§ **Short task A**:
Repeat everything in the urban greening article from "Cities are becoming" down to "in our cities.", word for word.
§ **Short task B**:
Translate this sentence from the urban greening article into Spanish: "Among our major cities, New York ranks last for the amount of green space per resident."
§ **Short task C**:
According to the urban greening article, why is it hard to make the case for including green spaces in urban planning?

§ **Excerpted passage**:
Is It Time to Disrupt Our Thinking on Urban Greening?

Cities are becoming increasingly and more densely populated, and, as a result, green spaces are shrinking. This has many consequences on the environment and human health. Therefore, it’s becoming clear that we must plan more effectively to include urban green spaces in our cities.

When we consider U.S. urban green space data, we can see how poorly we have done at providing this crucial resource to urban populations. For example, the median amount of land used for recreation is only 15%. Among our major cities, New York ranks last for the amount of green space per resident.

Why do we find it so difficult to provide more green space in cities, so that we can unlock the benefits of green space in urban areas?

Challenge #1: It’s difficult to measure the need for urban green space

While many studies and research papers provide evidence of the benefits of green space in our cities, it is difficult to measure how these spaces are used ─ and therefore challenging to make the case to incorporate them into urban planning.

§ **Entries supplied**:

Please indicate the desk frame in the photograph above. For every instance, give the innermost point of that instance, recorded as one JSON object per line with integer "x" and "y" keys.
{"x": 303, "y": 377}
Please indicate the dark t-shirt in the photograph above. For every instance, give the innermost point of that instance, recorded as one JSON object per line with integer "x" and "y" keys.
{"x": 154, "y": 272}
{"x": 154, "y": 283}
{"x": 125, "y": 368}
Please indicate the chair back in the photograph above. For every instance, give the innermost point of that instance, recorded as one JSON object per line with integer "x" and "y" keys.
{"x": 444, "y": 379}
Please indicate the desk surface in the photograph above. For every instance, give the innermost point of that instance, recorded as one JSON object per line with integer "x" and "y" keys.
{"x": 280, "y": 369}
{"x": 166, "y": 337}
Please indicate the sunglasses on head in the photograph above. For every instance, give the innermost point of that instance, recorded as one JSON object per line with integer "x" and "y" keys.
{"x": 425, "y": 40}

§ **Final answer A**:
Cities are becoming increasingly and more densely populated, and, as a result, green spaces are shrinking. This has many consequences on the environment and human health. Therefore, it’s becoming clear that we must plan more effectively to include urban green spaces in our cities.

§ **Final answer B**:
Entre nuestras principales ciudades, Nueva York ocupa el último lugar en cantidad de espacio verde por residente.

§ **Final answer C**:
It is difficult to measure how urban green spaces are used. That holds even though many studies and research papers show their benefits.